● **Trecho de origem**
====================
Foi no século passado que toda proclamação de valor estético caiu no vazio do relativismo. Depois de expor um urinol como obra de arte, intitulado como A Fonte, Marcel Duchamp espalhou um resíduo de ceticismo e muita gente começou a se perguntar: “O que de fato é arte?”. Desde então as respostas para essa pergunta começou a transitar entre o sublime e o vulgar, entre o admirável e o trivial. Em um mundo em que a afluência artística que tinha em si o brilho da beleza, a arte chega ao século 20 ofuscada pela piada de Duchamp.
Particularmente penso em arte como uma unidade composta por forma e conteúdo. Explico: como pensava Aristóteles, forma não se reduz a uma mera figura externa das coisas, mas é o princípio da sua própria funcionalidade. Forma seria então a estética de uma obra, são os traços de um desenho ou o contorno de uma pintura; é a estrutura da composição de uma música ou todo arcabouço de um filme; é a métrica de uma poesia ou o busto de uma escultura. O conteúdo, por outro lado, é o que dá o aspecto dialogal de cada obra; são os meios estéticos de expressão que se organiza em função de seu efeito artístico. O conteúdo é o que o artista quer passar, é a sua mensagem; é todo o aspecto dramático da obra em que o artista arrisca a vida para dar existência a sua criação. 

Para Nietzsche, de tudo quanto se escreve só vale a pena se deter naquilo que é escrito com o próprio sangue. Eu diria que na arte não é diferente; o sangue é símbolo dionisíaco, significa vontade; símbolo também da vida. Escrever com essa vida significa a própria elevação do espírito, que possibilita estar à frente de todos, de antecipar situações e tendências. Isto acontece quando o artista transforma a situação em que vive na situação de sua própria época, tornando a obra não somente um comentário de seu tempo, mas também um comentário sobre todas as épocas, universalizando o que há de comum na história humana.
====================
● **Conjunto de registros**

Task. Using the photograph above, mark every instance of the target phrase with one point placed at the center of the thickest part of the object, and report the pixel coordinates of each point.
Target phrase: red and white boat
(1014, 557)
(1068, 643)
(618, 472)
====================
● **Questão breve**
Redija a continuação do texto sobre a natureza da arte, partindo do ponto em que ele se encerra.

● **Resposta da tarefa**
Ora, nem sempre é possível contemplar de imediato a forma e o conteúdo em perfeita harmonia numa obra. Às vezes o conteúdo se apresenta fixada numa forma embaraçosa, onde as imperfeições estéticas são as condições humanas da obra falar — prefigurando a própria beleza da obra.
Dessa forma, o que impressiona nas músicas de Bob Dylan não são seus simples acordes acompanhado de uma fonografia indefinida; o que nos surpreende nos filmes de Stanley Kubrick não é seu perfeccionismo já há muito ultrapassado pela tecnologia atual; o que assombra nos romances de Dostoievski não é o niilismo que parece engolir todo mundo. Não. Nada disso fica em pé diante da profunda experiência que emana do conteúdo dos trabalhos desses gênios, atulhado de angústia, solidão, orgulho, loucura, morte.
É assim que a arte cumpre seu papel funcional no mundo, inspirando, consolando, elevando o espírito ou comunicando o desprezo, a decadência e a humilhação. Tudo isso através da caneta, dos pinceis, da argila, da tinta, das imagens, dos sons, dos acordes, do movimento, da dança, etc.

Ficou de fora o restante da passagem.